TEXT UNDER STUDY ->

In British Universities the all-important Research Excellence Framework (REF) is coming up. It is all important as how well a University does will determine how much money they get from the government. If we are assessed and found to be really good, we should get a bit more money from the government, but if we are found to be not so good, we will get less money which as money is so tight in UK Universities is very bad. Basically, in the future Universities will get most of the money to cover our basic running costs (e.g., my salary) from UK student fees, this REF money which we get to support research, and the fees of overseas students.
Anyway, the most important part of the assessment is via assessment of 4 research papers per academic. So, I will need 4 ‘good’ papers to submit. So, what is a ‘good’ paper? That is a tricky question but it clearly helps if it is in a well known prestigious journal. So I won’t be publishing in the OMICS journal Molecular Biology.
There are couple of reasons for this. One is that although you appear to be able to submit manuscripts, it does not appear to have actually published any papers. This is strange as generally the whole point of a scientific journal is to publish papers. A journal without papers is a bit like a cheese shop with no cheese. Weirdly, if you click on the research highlights it takes you to papers in other journals. This seems a bit like clicking on a link on tesco.com and getting a special offer on Sainsbury’s site.

PROVIDED RECORDS ->

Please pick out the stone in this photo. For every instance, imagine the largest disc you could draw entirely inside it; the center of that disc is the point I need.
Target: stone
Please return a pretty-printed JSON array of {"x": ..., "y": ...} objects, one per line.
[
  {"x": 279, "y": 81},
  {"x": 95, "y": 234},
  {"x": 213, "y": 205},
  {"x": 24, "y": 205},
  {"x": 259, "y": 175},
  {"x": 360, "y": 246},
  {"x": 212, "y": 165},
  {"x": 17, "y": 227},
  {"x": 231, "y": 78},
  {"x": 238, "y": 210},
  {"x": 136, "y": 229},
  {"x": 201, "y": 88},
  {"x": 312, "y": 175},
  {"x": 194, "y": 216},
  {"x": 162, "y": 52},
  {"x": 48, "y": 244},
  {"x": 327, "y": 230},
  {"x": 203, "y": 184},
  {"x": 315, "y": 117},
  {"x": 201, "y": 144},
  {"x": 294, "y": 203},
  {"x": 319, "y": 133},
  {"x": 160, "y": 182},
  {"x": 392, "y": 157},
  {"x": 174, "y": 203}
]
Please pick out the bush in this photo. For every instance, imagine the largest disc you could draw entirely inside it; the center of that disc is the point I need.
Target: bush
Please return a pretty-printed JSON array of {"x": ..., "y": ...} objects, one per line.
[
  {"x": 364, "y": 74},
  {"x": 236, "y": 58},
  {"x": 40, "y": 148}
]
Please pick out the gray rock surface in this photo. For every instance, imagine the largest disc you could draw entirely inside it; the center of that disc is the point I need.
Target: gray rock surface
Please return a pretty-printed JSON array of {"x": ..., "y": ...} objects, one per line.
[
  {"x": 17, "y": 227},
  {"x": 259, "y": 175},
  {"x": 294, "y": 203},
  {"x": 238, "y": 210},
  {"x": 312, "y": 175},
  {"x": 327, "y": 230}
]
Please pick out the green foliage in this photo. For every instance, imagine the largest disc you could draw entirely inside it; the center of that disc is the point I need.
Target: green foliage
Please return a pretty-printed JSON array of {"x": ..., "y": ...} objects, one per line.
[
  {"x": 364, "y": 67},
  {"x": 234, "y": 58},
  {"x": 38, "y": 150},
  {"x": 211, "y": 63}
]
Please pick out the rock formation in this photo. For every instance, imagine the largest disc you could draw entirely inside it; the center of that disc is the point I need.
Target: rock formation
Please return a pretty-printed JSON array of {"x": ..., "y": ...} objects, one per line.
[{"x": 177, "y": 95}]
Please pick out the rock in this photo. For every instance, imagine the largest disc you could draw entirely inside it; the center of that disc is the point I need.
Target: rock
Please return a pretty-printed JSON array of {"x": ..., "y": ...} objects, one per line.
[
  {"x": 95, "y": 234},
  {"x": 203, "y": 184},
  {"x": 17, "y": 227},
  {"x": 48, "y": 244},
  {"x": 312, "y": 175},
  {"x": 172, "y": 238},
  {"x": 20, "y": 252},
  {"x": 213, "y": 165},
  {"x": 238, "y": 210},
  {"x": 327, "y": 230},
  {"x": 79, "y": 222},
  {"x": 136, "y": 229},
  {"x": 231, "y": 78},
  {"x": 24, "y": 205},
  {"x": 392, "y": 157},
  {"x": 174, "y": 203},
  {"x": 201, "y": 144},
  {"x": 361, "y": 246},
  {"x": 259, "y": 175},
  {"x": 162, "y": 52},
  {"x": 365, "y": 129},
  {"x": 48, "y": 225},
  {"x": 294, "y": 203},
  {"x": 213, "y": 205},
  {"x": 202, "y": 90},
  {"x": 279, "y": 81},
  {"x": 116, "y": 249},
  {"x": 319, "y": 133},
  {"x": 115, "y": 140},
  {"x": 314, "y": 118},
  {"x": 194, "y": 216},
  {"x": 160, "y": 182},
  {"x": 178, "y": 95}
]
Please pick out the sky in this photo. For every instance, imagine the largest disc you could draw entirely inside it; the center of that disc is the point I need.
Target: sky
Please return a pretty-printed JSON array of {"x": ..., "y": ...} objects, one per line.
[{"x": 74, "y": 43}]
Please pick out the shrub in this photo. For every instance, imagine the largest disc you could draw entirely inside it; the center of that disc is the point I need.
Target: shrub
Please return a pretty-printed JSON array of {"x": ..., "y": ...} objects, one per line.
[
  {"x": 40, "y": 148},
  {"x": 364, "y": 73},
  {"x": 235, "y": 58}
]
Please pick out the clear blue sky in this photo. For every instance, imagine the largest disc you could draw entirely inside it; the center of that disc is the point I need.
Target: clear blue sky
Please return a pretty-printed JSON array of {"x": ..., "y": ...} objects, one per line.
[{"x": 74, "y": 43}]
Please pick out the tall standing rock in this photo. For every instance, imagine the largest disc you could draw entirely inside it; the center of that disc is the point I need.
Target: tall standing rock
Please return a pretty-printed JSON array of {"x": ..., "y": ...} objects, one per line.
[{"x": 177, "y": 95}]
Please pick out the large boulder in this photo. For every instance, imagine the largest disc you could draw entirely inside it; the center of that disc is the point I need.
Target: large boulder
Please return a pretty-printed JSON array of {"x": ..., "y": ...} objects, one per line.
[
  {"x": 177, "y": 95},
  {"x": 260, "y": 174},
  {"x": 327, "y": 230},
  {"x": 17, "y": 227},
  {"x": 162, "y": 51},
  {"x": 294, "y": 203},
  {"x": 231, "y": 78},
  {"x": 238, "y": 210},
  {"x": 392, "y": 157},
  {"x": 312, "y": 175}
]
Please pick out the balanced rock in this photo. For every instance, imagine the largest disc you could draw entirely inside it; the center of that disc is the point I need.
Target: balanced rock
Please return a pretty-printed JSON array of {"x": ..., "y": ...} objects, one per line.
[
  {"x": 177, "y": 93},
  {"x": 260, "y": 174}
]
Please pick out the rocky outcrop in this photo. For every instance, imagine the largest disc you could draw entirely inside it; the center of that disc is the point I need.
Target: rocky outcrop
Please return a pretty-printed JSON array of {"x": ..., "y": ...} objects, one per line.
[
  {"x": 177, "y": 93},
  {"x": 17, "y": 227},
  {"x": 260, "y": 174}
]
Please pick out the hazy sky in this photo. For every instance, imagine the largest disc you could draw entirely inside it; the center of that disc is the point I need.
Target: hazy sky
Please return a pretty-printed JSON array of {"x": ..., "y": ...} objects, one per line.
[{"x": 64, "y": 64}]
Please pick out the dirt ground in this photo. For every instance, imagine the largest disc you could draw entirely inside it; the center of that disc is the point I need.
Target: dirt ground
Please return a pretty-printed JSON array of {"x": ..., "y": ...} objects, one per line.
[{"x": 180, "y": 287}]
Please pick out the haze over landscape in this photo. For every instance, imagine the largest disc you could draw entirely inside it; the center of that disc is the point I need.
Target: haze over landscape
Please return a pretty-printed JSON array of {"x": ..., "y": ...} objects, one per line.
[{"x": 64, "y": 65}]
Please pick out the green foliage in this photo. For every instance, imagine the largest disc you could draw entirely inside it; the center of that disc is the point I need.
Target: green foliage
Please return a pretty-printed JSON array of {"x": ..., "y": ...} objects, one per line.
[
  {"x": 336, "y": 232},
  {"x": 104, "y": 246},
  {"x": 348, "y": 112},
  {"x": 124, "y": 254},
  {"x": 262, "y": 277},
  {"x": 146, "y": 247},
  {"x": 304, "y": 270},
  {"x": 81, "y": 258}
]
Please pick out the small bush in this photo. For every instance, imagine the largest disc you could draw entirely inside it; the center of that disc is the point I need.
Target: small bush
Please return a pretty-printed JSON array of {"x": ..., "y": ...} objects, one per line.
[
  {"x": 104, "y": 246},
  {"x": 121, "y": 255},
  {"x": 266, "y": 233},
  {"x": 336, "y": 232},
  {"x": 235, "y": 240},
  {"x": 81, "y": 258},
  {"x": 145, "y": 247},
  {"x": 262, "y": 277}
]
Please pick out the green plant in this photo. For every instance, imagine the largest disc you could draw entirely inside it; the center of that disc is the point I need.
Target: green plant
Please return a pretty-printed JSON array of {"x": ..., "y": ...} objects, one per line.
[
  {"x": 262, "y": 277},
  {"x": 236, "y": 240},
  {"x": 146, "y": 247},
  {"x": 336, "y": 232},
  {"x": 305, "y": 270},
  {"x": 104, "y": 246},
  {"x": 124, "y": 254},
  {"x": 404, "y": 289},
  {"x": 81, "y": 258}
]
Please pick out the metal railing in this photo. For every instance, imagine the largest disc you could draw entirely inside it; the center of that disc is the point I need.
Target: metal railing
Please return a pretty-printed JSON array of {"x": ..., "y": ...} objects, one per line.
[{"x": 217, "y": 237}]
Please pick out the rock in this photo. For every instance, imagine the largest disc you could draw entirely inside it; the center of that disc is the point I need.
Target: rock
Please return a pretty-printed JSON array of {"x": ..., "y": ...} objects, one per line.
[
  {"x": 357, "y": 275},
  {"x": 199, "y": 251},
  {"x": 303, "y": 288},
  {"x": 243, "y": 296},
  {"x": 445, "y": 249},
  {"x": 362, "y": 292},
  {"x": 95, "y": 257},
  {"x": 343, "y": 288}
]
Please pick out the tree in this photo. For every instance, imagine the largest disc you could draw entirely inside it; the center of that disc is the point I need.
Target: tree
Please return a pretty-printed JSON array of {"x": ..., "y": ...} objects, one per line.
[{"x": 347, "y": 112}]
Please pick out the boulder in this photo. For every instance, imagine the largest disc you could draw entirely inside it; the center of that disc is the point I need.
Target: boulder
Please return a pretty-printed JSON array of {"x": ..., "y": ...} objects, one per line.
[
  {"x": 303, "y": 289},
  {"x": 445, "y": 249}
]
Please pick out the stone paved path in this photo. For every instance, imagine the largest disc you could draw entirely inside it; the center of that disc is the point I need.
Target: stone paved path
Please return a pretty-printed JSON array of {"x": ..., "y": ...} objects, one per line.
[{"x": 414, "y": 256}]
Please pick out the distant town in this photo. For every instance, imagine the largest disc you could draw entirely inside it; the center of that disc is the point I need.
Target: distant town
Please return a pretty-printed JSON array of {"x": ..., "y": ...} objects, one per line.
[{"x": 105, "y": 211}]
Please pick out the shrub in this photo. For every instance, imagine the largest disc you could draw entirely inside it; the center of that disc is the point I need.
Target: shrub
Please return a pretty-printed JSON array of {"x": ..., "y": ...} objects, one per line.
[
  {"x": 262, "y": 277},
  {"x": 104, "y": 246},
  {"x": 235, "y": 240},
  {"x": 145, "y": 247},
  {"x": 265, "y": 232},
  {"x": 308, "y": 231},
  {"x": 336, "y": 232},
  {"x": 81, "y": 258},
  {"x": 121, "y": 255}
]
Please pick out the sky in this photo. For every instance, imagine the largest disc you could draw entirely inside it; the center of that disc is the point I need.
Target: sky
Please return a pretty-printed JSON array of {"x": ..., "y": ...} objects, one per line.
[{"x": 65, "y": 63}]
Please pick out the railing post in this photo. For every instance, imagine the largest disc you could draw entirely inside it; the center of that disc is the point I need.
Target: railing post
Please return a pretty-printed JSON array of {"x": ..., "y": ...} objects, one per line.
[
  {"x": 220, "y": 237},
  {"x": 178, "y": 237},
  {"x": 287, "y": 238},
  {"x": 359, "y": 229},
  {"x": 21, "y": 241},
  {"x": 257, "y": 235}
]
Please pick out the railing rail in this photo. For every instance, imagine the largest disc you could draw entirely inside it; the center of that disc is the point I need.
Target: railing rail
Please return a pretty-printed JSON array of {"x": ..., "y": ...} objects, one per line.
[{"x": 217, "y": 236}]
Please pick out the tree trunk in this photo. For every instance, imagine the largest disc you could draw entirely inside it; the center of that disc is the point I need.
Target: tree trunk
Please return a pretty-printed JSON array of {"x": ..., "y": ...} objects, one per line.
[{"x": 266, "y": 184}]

WORK TASK 1 ->
Render this sentence from the passage about the Research Excellence Framework in Spanish: "A journal without papers is a bit like a cheese shop with no cheese."
WORK TASK 2 ->
Carry the passage about the Research Excellence Framework further, picking up after its final sentence.
The data plays no part here and can be set aside.

EXERCISE ANSWER 1 ->
Una revista sin artículos es un poco como una quesería sin queso.

EXERCISE ANSWER 2 ->
Also, although he has now been taken down, it appears that at one point it had an imaginary member of the editorial board. One Dr Peter Uhnemann from the Department of Nonindoeuropean Parapsychological Higgs-Boson Hyperspace Geekology. An excellent title for a Department but of couse an entirely made up one. He was made up by the German Magazine Titanic. This perhaps a shame as without him, his field of ‘applied endoplutomomics’ probably won’t progress very fast, as I don’t know any real people who work in it.
This journal (like many good, real scientific journals) is Open Access, i.e., the authors pays the publication costs and then anyone can download and read the paper. Open Access is a good idea but I guess that some unscrupulous publishers are abusing it by publishing any old rubbish and collecting the fee. If they do little work maybe they can turn a profit that way. Although here although they may collect a fee, I don’t see any evidence of them actually publishing papers, which is a bit odd. Anyway, I think I will look elsewhere to publish my papers.
Sounds (even) worse than the somewhat curious journal I get invited to publish in.